_Tarefas_
1. Segundo o texto sobre o novo coronavírus, o que o vírus faz ao entrar no corpo?
2. Liste as indagações sobre a "vida" que o texto sobre o novo coronavírus apresenta como desafio.
3. Escreva a continuação do texto sobre o novo coronavírus a partir da última frase apresentada.

··· Texto fornecido

10 de Maio de 2020, por João Bosco Teixeira

Novo coronavírus, causador de mortes. Novo coronavírus, antecipador de vida.

É assim que vou vendo essa terrível epidemia. Terrível, porque causadora de terror. Terrível, pois, ainda não se conhece bem esse minúsculo ser sobre o qual, a cada dia, descobre-se uma novidade. Sabe-se que poucas partículas do vírus são suficientes para infectar uma pessoa.

Sabe-se que ao entrar no corpo o vírus encontra receptores aos quais se conecta e começa a se replicar. Sabe-se que atua em sistema. Sabe-se que as pesquisas são preliminares e muita investigação científica se faz ainda necessária para validar as hipóteses dos pesquisadores. Isto é: sabe-se que não se sabe. Cada dia uma novidade. Cada dia uma incógnita. Cada dia o desafio colocado para quem pretende saber da “vida”: o que é, em que consiste, como se estabelece, onde teve origem. 

Enquanto isso, mata.

······
··· Dados fornecidos

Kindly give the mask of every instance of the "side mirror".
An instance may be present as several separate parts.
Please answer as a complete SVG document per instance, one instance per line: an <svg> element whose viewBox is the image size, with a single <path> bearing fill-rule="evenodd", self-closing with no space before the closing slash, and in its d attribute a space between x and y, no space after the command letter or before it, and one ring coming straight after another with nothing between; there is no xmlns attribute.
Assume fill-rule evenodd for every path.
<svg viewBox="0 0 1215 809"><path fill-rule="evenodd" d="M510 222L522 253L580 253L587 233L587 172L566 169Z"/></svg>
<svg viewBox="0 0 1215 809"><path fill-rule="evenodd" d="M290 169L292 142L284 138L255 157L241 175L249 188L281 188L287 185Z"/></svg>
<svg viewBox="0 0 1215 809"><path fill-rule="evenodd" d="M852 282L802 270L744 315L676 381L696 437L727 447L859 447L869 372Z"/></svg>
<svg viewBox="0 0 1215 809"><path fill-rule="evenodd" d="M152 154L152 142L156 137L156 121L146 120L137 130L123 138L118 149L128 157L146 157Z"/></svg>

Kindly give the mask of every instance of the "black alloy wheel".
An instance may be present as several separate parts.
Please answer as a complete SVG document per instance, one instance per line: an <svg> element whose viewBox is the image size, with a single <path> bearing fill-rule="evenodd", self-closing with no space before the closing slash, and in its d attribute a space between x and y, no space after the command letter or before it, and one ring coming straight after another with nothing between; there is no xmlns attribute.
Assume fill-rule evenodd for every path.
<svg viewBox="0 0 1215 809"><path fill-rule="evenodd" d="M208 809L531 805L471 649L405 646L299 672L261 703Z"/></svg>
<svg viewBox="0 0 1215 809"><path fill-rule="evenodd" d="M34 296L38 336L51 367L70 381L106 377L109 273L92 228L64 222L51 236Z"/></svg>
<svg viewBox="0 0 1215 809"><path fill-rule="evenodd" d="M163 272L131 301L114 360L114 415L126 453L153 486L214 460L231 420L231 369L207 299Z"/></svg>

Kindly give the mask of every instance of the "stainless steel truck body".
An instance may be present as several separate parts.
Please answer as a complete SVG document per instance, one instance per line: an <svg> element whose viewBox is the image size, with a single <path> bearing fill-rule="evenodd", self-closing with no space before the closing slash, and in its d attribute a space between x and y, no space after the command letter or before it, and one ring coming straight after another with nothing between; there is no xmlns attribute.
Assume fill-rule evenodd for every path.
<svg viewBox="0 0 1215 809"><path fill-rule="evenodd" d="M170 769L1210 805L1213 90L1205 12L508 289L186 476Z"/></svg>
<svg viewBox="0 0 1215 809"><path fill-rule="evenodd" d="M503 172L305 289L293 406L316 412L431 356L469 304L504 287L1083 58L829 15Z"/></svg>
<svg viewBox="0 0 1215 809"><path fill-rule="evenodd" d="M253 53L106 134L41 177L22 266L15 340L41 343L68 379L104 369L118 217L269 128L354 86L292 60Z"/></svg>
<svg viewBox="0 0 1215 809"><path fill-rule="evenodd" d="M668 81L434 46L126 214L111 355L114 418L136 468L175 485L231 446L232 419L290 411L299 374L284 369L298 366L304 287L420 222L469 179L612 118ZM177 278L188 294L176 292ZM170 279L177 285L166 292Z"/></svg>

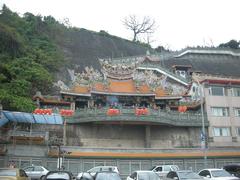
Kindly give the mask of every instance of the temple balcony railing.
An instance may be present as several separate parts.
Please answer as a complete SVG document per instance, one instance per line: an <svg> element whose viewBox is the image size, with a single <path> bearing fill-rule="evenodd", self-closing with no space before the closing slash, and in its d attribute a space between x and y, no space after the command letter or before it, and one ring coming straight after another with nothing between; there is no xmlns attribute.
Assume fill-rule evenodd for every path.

······
··· Dados fornecidos

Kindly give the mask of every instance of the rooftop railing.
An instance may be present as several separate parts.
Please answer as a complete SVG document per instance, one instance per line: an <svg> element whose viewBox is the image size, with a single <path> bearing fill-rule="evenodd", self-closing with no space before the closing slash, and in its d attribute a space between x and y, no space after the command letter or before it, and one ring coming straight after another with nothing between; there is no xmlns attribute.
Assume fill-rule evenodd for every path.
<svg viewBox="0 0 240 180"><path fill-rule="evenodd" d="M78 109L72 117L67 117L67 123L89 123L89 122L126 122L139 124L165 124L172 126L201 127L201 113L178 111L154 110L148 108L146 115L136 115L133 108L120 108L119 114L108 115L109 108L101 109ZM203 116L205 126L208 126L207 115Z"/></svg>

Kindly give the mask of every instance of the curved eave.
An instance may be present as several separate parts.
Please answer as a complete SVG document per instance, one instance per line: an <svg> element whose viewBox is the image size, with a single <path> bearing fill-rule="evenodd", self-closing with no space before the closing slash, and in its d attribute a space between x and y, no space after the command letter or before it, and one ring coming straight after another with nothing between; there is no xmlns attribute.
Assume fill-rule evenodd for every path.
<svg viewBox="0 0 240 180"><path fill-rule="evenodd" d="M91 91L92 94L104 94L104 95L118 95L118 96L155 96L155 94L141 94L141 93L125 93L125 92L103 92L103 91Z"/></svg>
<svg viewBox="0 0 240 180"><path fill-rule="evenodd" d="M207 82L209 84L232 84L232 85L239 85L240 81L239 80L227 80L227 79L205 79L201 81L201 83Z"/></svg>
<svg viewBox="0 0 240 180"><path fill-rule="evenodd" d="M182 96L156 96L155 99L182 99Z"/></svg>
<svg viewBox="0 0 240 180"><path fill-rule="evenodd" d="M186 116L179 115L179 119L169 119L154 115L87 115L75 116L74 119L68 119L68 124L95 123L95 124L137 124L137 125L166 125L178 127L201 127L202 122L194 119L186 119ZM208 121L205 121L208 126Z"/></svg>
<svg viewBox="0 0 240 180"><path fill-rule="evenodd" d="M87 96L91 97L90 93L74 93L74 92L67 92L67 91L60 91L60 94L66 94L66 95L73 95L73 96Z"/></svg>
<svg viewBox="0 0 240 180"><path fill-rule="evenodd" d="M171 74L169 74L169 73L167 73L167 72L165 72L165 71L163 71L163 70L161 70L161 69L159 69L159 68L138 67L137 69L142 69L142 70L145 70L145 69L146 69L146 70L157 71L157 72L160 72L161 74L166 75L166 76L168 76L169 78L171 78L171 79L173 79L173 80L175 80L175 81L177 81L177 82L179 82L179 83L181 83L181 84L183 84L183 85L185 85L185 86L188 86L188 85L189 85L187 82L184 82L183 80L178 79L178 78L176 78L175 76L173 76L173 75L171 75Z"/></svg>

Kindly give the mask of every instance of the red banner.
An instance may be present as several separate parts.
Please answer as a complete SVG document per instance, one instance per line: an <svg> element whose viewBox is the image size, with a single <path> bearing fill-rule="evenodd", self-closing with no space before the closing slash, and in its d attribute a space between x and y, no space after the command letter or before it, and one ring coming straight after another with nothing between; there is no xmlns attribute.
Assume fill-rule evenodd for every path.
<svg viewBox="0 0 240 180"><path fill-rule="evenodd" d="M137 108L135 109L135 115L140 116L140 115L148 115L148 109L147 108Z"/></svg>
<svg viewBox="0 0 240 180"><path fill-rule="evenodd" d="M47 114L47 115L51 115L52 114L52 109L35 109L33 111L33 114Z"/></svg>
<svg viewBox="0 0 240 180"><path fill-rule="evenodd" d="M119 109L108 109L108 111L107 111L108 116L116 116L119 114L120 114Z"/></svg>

······
··· Dados fornecidos

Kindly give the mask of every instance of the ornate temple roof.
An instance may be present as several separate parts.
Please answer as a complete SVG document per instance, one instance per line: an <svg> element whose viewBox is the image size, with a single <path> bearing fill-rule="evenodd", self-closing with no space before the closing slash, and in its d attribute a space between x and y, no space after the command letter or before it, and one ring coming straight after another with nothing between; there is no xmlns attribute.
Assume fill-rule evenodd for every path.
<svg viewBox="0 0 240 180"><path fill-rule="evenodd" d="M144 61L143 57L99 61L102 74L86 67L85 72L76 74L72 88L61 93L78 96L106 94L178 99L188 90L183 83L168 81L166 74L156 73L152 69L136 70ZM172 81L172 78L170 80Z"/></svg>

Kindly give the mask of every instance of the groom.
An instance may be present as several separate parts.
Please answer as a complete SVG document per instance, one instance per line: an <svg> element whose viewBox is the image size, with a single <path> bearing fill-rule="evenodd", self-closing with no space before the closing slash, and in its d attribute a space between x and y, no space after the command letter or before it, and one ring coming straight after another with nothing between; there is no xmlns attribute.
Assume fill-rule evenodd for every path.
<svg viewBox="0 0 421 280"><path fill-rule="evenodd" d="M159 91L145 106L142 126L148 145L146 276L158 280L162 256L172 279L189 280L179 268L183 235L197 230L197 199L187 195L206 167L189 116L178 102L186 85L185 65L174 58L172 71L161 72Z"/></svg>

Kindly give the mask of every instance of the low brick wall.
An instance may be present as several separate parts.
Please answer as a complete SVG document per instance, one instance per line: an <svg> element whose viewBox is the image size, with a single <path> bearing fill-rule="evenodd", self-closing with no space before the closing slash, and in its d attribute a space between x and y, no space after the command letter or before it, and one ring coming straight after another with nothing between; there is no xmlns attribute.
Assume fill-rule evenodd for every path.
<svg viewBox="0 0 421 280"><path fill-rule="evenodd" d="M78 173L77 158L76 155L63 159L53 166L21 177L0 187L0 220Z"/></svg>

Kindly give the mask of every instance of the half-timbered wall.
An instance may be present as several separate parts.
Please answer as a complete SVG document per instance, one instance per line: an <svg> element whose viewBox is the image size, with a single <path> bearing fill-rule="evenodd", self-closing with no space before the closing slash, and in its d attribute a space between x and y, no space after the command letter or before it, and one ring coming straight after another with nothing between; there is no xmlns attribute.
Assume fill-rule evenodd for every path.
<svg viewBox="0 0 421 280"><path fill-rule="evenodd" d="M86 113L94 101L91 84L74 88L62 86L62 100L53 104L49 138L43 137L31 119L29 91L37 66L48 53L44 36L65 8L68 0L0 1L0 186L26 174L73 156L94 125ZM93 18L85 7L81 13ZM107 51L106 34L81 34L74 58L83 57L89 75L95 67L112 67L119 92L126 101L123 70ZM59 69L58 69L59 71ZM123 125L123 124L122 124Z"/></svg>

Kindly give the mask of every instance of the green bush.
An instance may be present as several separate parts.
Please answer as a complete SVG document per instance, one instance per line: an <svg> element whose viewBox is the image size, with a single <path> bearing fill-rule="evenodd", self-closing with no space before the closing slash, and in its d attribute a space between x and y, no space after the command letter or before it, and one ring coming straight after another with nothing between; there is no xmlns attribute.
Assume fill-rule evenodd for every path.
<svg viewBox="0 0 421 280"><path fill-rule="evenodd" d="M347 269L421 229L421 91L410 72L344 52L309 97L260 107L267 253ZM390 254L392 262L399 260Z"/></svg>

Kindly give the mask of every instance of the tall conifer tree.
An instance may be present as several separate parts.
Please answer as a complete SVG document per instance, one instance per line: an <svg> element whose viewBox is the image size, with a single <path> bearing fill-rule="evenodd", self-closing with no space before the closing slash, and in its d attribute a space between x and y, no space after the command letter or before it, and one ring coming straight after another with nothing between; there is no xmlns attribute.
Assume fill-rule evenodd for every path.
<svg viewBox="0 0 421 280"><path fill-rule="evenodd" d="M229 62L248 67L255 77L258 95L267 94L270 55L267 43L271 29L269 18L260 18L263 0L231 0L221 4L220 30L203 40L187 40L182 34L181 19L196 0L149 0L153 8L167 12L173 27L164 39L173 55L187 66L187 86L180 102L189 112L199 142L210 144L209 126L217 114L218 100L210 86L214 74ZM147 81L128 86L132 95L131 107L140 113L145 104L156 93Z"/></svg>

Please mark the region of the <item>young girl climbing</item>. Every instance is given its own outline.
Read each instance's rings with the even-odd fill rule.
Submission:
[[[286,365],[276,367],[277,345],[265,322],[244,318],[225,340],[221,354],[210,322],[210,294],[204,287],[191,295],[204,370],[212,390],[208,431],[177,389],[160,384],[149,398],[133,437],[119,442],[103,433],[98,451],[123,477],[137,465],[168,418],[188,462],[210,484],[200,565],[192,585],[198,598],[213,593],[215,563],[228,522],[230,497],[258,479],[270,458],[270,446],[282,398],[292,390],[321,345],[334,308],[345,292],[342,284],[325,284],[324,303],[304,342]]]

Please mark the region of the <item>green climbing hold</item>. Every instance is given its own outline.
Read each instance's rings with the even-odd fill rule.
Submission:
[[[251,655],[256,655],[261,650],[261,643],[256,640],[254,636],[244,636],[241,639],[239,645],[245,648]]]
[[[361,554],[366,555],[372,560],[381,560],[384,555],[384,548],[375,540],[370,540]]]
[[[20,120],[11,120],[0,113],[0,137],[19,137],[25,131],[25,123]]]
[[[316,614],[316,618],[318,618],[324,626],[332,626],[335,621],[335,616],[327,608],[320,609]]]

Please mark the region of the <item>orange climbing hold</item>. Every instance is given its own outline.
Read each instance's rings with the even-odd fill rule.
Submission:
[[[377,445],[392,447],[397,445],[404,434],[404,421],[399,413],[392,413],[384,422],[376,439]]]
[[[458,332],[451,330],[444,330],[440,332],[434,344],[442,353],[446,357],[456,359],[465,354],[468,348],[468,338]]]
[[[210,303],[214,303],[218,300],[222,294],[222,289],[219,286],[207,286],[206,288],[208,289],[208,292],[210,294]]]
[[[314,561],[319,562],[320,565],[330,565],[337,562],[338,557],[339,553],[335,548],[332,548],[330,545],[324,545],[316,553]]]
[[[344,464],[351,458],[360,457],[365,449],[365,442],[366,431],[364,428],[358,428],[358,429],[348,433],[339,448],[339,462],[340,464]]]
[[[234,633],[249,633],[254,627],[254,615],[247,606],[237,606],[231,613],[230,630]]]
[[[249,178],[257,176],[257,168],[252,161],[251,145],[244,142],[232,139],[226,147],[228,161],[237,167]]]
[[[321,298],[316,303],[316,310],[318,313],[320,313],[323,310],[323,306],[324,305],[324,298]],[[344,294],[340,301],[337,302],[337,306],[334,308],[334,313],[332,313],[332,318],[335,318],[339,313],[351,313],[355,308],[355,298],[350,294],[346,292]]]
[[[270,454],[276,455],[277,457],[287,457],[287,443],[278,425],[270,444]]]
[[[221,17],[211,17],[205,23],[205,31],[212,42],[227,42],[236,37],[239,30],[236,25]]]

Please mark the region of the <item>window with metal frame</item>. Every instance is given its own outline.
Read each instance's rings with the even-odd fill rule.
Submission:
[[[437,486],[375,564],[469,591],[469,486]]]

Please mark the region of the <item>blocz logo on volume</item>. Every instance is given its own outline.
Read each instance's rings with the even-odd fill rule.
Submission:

······

_Respostas das tarefas_
1. Encontra receptores aos quais se conecta e começa a se replicar.

2.
- o que é
- em que consiste
- como se estabelece
- onde teve origem

3.
Comovem-me todas as mortes. Algumas, porém, em particular. Comovem-me aquelas mortes de quem atende os que podem morrer. Estão lá, lado a lado, com uma segurança discutível, com o cuidado indiscutível, com uma esperança que pode ser contra toda esperança. É dedicação em estado puro. É saber que não vale viver se não for para que outros vivam. É colocar a própria vida em segundo plano, frente à vida do outro. Por isso digo: Bem-aventurados os que morrem pelos que morrem, pois já estão nos braços do Pai comum.

Novo coronavírus, fonte de vida. Vida que nasce da “comunhão”, da união com aqueles que morrem porque não conseguiram vencer o inimigo. Comunhão igualmente com aqueles que morrem para não deixar outros morrerem. Eles estão morrendo por nós, levados pelo compromisso profissional, que, acredito, não se sustenta sem a plena convicção de que é preciso lutar para viver, para não deixar morrer, para não se abater com a derrota frente ao desconhecido. Doam a vida: são mártires, na melhor acepção da palavra. Pois não há maior amor que doar a vida pelo irmão. Por isso, recebem a vida, que vírus algum aniquila.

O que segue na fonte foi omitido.